Extract —
--- start ---
It was odd that I identified with her difficulties and that although it may seem confusing to be faced with these emotions when she normally did not feel them I could not but think it quite normal to feel some shame. This is not to say that she should feel ashamed more that I can see how circumstances might lead to her to feeling that way.

This may seem stigmatising but let me explain. I felt it likely that she may be feeling an acute disappointment in her inability to stay in a better emotional state but not only that I felt a mixture of other emotions could also be leading to this shame. To have coped and then not would cause disappointment, but also frustration and possibly fear as when such huge emotional currents are coursing through you it can feel like the distress and upset is a wave. This wave will drag you under and out to sea and pull you in all directions and not feel like there is any escape. You may have no idea where the surface is or how to reach it and every time you feel you are getting close it is pulled away. A fear can build that you will never be released to breath and a rising panic that this may end it all, whether it is likely or not. At this point you may well make decisions to safeguard yourself and if a quick recovery is achieved they may later feel like an overreaction as the wave releases you and you surface without any ill effects.

And for me if you couple the distress, the hopelessness, the fear and disappointment that led you to make such drastic decisions and then be released into what feels like normality so quickly then you may also feel humiliated which for me can lead to feelings of shame.

So to feel this shame seems quite a normal reaction to me and not one that you should hide for it is not about stigma it is about how difficult all of these emotions are to live with when you feel so acutely. I only feel that it is stigma that made it so difficult for her to admit to feeling ashamed to those who care about her. Everyone feels shame about things they do or have said, or failed to achieve from time to time it is just when it is coupled with mental health that it feels a bigger problem. 

Are we not allowed to feel ashamed from time to time because the good fight worked out not so well for a time? Would we expect that others would not feel shame for things that haven’t gone not so well in their lives, the way they handled this or that situation?
--- end ---
[Pointing dataset records]
--- start ---
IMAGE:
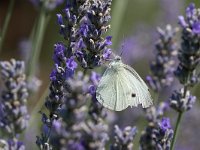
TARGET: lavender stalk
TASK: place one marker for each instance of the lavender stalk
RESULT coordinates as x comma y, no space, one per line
6,23
189,57
13,110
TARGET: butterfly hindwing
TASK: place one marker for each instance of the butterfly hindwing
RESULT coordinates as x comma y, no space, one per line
105,91
142,91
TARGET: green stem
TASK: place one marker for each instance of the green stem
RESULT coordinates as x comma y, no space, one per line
176,129
6,23
37,43
119,9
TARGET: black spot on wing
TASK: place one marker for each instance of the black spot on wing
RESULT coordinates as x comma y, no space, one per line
133,95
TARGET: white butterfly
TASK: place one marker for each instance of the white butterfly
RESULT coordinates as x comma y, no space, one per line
121,86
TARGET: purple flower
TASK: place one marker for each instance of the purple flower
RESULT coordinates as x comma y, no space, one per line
124,138
75,146
106,54
71,64
165,124
95,77
157,136
190,10
182,100
59,53
49,4
163,66
59,19
196,27
14,118
182,21
190,48
108,40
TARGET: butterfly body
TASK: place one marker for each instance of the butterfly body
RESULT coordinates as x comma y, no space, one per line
121,86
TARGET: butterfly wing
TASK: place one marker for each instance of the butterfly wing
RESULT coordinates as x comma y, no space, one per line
118,90
106,89
142,94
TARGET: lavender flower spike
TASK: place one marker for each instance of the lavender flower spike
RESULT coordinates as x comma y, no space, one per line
190,47
48,4
162,67
182,102
157,136
14,116
124,139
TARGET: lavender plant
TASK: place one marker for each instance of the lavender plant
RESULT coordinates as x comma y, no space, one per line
124,138
13,110
86,21
186,71
163,66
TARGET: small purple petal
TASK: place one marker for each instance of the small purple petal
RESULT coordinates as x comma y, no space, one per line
71,64
196,27
182,21
59,19
108,40
106,54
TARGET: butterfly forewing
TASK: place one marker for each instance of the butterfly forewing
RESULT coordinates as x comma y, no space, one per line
122,88
105,92
142,91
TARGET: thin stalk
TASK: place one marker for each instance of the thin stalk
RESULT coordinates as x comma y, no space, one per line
6,23
178,122
117,19
180,115
37,43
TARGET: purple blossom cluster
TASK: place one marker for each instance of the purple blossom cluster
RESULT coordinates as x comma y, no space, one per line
13,110
190,47
158,133
124,138
82,28
72,118
47,4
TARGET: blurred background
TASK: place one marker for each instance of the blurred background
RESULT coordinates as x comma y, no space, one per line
133,27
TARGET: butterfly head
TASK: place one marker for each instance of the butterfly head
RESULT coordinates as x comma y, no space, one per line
117,58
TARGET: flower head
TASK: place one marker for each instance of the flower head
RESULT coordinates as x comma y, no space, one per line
157,136
49,4
182,100
14,117
190,47
124,138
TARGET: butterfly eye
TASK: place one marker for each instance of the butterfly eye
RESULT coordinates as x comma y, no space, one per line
133,95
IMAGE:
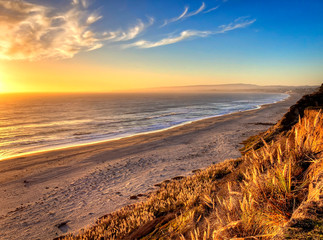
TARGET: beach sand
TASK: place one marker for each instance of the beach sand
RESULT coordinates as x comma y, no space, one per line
47,194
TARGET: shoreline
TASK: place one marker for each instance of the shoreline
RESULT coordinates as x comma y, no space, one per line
71,145
79,184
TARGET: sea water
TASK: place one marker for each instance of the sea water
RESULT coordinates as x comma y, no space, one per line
34,122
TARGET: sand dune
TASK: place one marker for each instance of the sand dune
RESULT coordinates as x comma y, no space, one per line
47,194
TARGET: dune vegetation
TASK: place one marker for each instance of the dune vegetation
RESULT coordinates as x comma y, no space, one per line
274,191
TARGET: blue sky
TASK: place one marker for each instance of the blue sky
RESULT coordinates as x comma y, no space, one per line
207,42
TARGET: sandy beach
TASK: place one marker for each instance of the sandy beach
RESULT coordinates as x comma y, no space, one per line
77,185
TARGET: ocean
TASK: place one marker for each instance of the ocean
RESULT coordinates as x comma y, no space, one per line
35,122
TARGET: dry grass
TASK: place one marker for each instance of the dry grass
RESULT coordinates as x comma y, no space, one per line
248,198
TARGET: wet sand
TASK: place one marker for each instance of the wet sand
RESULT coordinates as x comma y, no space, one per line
77,185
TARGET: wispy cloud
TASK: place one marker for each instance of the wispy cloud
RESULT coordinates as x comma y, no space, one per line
184,15
190,34
175,19
211,9
241,22
130,34
170,40
197,11
31,31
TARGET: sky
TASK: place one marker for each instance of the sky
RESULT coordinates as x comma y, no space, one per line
120,45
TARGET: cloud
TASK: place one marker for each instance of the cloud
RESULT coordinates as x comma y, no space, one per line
31,31
166,41
211,9
197,11
130,34
175,19
184,15
241,22
238,23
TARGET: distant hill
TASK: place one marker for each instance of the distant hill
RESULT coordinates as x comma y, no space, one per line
238,87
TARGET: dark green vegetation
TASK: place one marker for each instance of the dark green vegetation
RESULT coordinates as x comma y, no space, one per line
274,191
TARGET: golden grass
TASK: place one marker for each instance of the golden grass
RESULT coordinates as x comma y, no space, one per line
248,198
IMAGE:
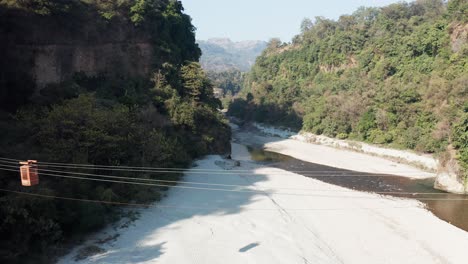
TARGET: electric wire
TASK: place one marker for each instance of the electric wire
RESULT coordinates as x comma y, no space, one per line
239,191
180,170
227,185
200,207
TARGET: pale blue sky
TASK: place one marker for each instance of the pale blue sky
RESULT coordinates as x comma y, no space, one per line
264,19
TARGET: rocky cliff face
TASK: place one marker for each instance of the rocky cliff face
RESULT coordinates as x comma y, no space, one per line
48,50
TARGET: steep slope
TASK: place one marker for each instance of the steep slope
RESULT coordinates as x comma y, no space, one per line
114,83
396,75
222,54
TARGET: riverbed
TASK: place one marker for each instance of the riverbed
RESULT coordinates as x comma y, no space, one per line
257,208
411,183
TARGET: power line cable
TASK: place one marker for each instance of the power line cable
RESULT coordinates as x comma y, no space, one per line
228,185
192,170
237,191
337,173
200,207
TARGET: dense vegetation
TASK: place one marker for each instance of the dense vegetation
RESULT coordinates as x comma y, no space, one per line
227,84
396,75
164,120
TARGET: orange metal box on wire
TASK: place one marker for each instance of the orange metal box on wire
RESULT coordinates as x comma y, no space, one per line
29,174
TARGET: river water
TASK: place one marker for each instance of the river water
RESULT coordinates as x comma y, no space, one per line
446,206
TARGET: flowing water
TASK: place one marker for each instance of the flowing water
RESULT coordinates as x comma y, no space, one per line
446,206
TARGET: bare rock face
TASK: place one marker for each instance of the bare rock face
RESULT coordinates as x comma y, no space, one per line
447,178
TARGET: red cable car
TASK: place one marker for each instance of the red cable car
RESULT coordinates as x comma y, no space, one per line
29,174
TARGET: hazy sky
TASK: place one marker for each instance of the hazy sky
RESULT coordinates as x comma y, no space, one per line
264,19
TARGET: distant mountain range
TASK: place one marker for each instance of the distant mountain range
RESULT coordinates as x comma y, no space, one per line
222,54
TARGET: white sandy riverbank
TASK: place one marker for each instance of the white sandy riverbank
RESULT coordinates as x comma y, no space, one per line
330,156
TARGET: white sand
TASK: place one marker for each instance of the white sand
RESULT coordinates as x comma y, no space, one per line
408,156
319,223
333,157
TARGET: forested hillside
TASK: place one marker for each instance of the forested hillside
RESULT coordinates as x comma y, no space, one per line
164,116
396,75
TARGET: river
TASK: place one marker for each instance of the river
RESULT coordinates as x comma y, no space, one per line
449,207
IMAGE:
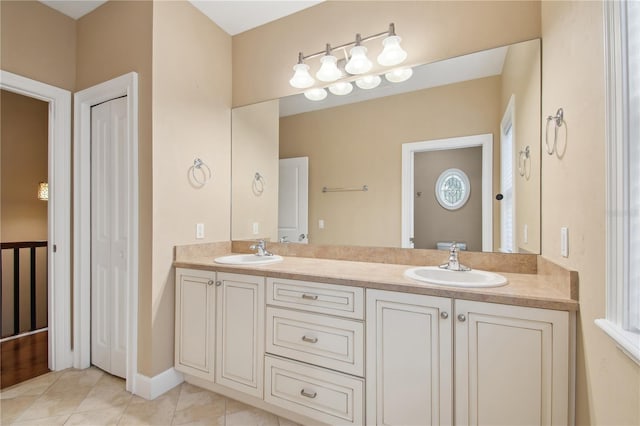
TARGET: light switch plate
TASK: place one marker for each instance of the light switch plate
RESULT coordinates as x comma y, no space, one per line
564,241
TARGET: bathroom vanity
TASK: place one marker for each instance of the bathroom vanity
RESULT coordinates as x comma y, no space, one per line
324,341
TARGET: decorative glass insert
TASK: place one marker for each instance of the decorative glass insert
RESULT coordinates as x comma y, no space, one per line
453,189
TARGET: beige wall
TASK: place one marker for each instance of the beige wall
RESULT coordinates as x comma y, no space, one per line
432,222
255,150
573,195
521,78
360,144
430,31
38,42
191,118
24,151
113,40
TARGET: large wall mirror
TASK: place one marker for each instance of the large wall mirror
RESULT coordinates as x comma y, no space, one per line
370,161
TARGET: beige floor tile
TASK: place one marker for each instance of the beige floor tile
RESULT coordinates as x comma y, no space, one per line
--- end ---
Tasks to perform —
1. In the passage on shame, what does the writer liken the distress and upset to?
2. Print the passage on shame from "Are we not allowed" up to and including "or that situation?".

Set of answers —
1. A wave.

2.
Are we not allowed to feel ashamed from time to time because the good fight worked out not so well for a time? Would we expect that others would not feel shame for things that haven’t gone not so well in their lives, the way they handled this or that situation?